Charles Murray et la faillite de l'État-providence* |
« En essayant de faire plus pour les pauvres, nous avons réussi à faire
plus de pauvres. En essayant de faire tomber les barrières qui
interdisaient aux pauvres d'échapper à leur sort, nous leur avons par
mégarde dressé un piège. » ~C. Murray, Losing Ground, 1984.
Charles Murray est un politologue
américain, né en 1943, qui a joué un rôle décisif dans le débat
intellectuel contemporain en matière de politique sociale.
Il est né et a grandi à Newton, Iowa. Il a obtenu un baccalauréat en
histoire de l'Université Harvard et un doctorat en sciences politiques
du Massachusetts Institute of Technology. Entre 1974 et 1981, Murray
travaille à l'American Institutes for Research (AIR), l'un des plus
importants organismes privés de recherches en sciences sociales, pour
finalement devenir expert scientifique en chef. Pendant son séjour à
AIR, Murray a supervisé des études empiriques dans le domaine de
l'urbanisme, des services sociaux, des garderies, de l'adolescence, des
services pour les personnes âgées, et de la justice pénale.

---------------

:: CONSIGNES ::
• a. Répondez aux questions suivantes d'après le texte sur Charles Murray.
(i) En quelle année Charles Murray est-il né ?
(ii) Dans quelle ville est-il né et a-t-il grandi ?
(iii) Pendant quelle période a-t-il travaillé à l'American Institutes for Research ?
• b. Reproduisez fidèlement les lignes du jeu de données de pointage, en commençant par celle qui contient « If you could tag the patterned » et en terminant par la dernière de ces lignes.
Le texte et les lignes n'ont aucun rapport entre eux.

Lignes d'un jeu de données de pointage
---------------

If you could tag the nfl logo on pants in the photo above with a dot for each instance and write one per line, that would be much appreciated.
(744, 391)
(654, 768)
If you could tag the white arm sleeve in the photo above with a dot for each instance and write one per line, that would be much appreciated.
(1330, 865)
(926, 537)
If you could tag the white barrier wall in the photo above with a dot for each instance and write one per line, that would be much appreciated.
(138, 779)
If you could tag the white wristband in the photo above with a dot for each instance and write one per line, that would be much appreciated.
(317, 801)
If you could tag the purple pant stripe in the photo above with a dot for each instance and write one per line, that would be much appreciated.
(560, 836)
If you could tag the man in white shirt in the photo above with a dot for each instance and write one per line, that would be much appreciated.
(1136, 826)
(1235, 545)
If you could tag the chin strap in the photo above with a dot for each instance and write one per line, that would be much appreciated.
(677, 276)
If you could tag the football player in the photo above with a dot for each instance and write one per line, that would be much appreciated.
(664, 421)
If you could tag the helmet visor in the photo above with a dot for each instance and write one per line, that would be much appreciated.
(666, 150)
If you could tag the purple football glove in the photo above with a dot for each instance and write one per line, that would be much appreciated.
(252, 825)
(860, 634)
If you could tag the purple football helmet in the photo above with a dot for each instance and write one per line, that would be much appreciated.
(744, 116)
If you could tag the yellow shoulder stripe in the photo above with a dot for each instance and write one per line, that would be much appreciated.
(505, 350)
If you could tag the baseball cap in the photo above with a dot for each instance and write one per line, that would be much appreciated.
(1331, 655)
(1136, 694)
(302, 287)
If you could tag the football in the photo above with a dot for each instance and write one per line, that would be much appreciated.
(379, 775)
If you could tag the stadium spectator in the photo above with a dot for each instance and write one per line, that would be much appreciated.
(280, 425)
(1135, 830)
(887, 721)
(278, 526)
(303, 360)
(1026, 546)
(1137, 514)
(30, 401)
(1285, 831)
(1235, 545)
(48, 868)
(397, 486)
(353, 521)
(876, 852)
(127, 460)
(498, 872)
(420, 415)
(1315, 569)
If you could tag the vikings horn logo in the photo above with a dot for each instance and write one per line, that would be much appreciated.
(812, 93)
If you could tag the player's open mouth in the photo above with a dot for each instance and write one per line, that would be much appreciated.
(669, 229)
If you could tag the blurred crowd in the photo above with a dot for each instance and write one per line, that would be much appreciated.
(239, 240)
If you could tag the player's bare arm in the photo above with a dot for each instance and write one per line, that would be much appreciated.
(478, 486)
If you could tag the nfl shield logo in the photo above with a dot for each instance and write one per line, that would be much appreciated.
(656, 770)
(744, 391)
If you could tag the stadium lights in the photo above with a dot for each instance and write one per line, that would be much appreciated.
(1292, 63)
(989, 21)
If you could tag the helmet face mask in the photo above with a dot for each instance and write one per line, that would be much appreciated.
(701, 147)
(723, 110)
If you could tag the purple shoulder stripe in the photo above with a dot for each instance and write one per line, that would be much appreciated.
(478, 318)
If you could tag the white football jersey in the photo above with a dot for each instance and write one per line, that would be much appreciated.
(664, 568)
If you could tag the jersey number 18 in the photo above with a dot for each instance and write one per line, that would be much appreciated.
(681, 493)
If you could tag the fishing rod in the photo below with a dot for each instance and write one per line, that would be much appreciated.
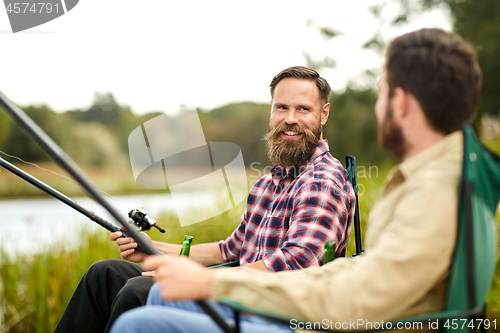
(60, 157)
(138, 216)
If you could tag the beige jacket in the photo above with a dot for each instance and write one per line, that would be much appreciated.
(409, 244)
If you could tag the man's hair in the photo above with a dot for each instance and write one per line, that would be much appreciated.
(302, 72)
(441, 70)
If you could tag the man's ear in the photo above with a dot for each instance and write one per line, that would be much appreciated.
(400, 103)
(325, 112)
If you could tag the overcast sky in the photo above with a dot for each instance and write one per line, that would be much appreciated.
(158, 55)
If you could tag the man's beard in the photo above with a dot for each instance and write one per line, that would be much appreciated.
(390, 135)
(291, 153)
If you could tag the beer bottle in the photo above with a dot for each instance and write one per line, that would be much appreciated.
(186, 245)
(329, 252)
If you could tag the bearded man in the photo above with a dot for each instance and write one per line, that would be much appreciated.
(305, 201)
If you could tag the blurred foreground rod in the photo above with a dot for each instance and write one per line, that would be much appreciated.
(59, 196)
(59, 156)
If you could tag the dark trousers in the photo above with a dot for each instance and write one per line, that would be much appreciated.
(108, 288)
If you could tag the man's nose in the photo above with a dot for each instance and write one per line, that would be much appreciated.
(291, 117)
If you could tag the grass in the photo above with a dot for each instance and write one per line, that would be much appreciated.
(34, 290)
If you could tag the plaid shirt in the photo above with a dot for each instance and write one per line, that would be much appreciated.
(290, 215)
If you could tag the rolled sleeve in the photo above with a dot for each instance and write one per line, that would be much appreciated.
(320, 214)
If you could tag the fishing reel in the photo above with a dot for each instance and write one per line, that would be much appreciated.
(139, 218)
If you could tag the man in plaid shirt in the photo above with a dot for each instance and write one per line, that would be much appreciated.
(305, 201)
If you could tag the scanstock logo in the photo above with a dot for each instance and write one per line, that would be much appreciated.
(205, 179)
(26, 14)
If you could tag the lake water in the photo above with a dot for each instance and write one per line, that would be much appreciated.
(29, 225)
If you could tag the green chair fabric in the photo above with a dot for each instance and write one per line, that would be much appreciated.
(475, 254)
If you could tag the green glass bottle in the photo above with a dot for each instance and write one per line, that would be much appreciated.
(329, 252)
(186, 245)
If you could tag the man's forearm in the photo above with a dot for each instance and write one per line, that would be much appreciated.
(206, 254)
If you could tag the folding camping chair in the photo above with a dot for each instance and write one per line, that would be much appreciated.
(475, 254)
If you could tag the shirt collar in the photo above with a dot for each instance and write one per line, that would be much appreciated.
(278, 172)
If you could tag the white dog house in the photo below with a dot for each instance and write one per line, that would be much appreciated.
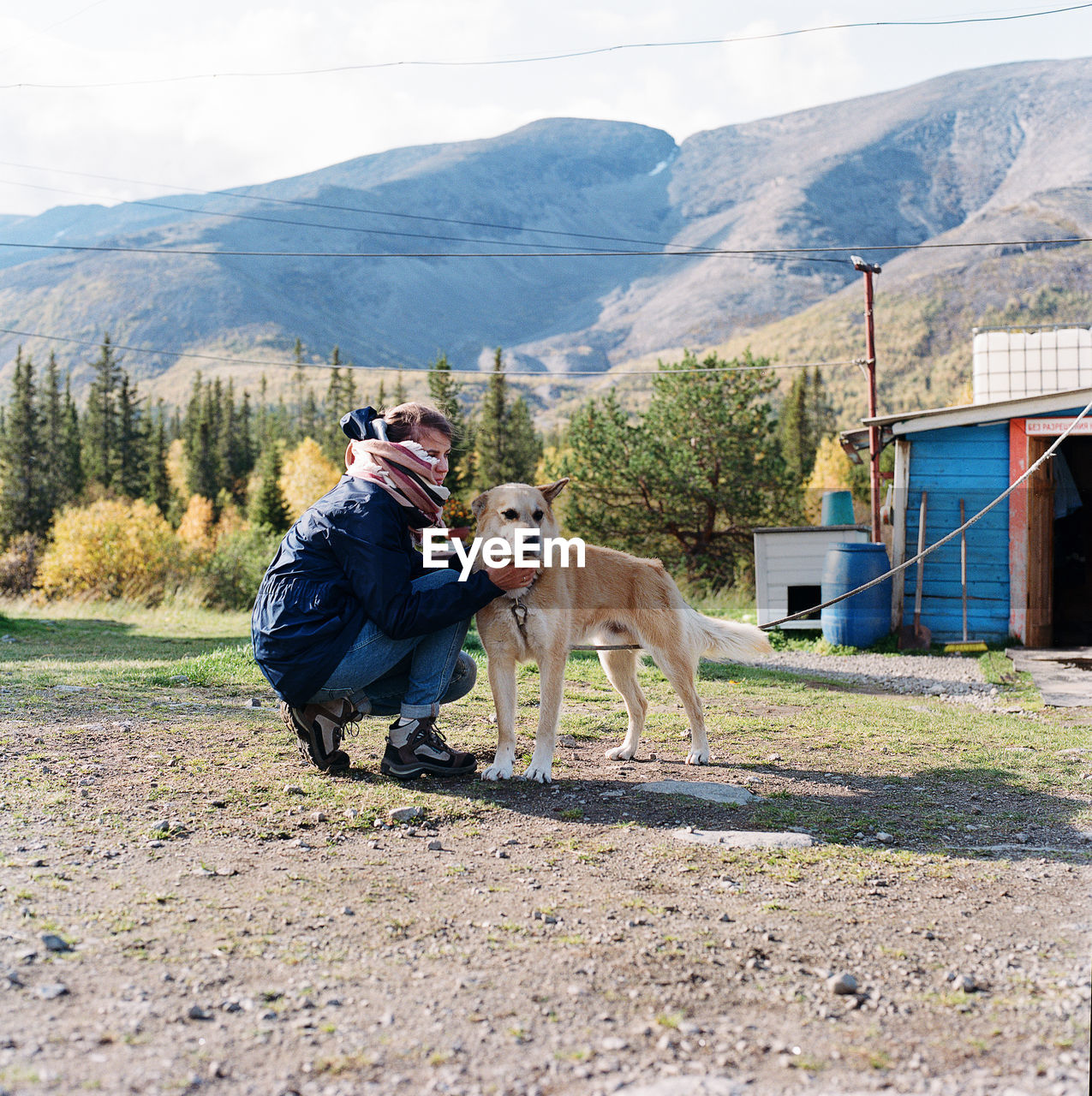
(789, 569)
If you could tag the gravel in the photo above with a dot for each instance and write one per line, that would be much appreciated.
(953, 677)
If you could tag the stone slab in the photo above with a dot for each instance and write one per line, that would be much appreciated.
(685, 1087)
(701, 789)
(1063, 676)
(744, 838)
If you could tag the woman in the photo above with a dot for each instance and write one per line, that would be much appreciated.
(348, 621)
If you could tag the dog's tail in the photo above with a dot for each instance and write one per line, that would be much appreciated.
(724, 640)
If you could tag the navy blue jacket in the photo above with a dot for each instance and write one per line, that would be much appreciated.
(347, 560)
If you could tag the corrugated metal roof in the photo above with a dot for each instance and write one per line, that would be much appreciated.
(973, 414)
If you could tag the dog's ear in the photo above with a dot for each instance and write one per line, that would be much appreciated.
(551, 491)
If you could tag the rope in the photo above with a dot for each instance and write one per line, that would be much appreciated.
(895, 570)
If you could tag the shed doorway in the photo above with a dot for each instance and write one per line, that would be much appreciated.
(1059, 545)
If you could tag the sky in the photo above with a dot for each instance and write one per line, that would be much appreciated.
(196, 105)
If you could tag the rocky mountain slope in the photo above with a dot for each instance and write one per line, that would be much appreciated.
(998, 153)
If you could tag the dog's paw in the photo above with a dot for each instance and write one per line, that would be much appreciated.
(621, 754)
(540, 771)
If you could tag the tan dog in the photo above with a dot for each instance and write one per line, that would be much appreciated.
(614, 599)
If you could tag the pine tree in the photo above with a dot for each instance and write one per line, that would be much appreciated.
(489, 435)
(23, 462)
(158, 485)
(130, 462)
(69, 452)
(58, 485)
(100, 419)
(507, 447)
(267, 507)
(445, 391)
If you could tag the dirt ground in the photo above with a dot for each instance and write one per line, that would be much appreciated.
(234, 923)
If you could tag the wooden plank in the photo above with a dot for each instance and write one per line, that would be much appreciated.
(1017, 532)
(900, 493)
(1040, 546)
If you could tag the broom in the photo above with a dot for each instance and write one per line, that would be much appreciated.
(974, 645)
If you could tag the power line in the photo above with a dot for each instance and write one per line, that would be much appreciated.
(552, 57)
(379, 231)
(480, 374)
(797, 253)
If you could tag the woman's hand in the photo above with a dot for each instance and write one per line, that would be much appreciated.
(511, 576)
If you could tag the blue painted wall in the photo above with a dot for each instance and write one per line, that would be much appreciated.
(968, 462)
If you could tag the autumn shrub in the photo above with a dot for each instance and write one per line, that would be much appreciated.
(198, 528)
(19, 564)
(306, 474)
(235, 569)
(110, 548)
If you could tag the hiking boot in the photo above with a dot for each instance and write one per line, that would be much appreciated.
(318, 729)
(426, 751)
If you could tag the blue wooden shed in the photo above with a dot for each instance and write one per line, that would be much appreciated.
(1029, 559)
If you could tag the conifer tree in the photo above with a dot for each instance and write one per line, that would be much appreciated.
(69, 453)
(445, 391)
(507, 449)
(100, 419)
(267, 507)
(158, 485)
(58, 485)
(130, 464)
(23, 462)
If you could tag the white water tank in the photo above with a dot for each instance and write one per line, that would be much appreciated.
(1016, 362)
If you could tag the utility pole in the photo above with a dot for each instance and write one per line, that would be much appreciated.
(868, 270)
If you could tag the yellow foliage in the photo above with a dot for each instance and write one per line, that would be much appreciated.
(178, 469)
(112, 548)
(831, 473)
(306, 476)
(230, 521)
(196, 529)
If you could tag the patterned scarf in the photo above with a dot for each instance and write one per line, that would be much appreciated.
(405, 472)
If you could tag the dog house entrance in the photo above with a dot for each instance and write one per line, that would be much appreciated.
(803, 598)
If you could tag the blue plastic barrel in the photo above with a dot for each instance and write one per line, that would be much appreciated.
(837, 508)
(866, 617)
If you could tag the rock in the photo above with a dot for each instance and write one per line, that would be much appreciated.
(405, 813)
(842, 986)
(743, 838)
(700, 789)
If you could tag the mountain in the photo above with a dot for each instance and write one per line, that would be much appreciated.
(997, 153)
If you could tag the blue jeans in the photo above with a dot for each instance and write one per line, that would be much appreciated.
(411, 677)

---------------

:: RÉPONSES FOURNIES ::
• a.
(i) En 1943.
(ii) À Newton, dans l'Iowa.
(iii) Entre 1974 et 1981.

• b.
If you could tag the patterned scarf in the photo above with a dot for each instance and write one per line, that would be much appreciated.
(405, 472)
If you could tag the dog house entrance in the photo above with a dot for each instance and write one per line, that would be much appreciated.
(803, 598)
If you could tag the blue plastic barrel in the photo above with a dot for each instance and write one per line, that would be much appreciated.
(837, 508)
(866, 617)
If you could tag the rock in the photo above with a dot for each instance and write one per line, that would be much appreciated.
(405, 813)
(842, 986)
(743, 838)
(700, 789)
If you could tag the mountain in the photo above with a dot for each instance and write one per line, that would be much appreciated.
(997, 153)
If you could tag the blue jeans in the photo above with a dot for each instance and write one per line, that would be much appreciated.
(411, 677)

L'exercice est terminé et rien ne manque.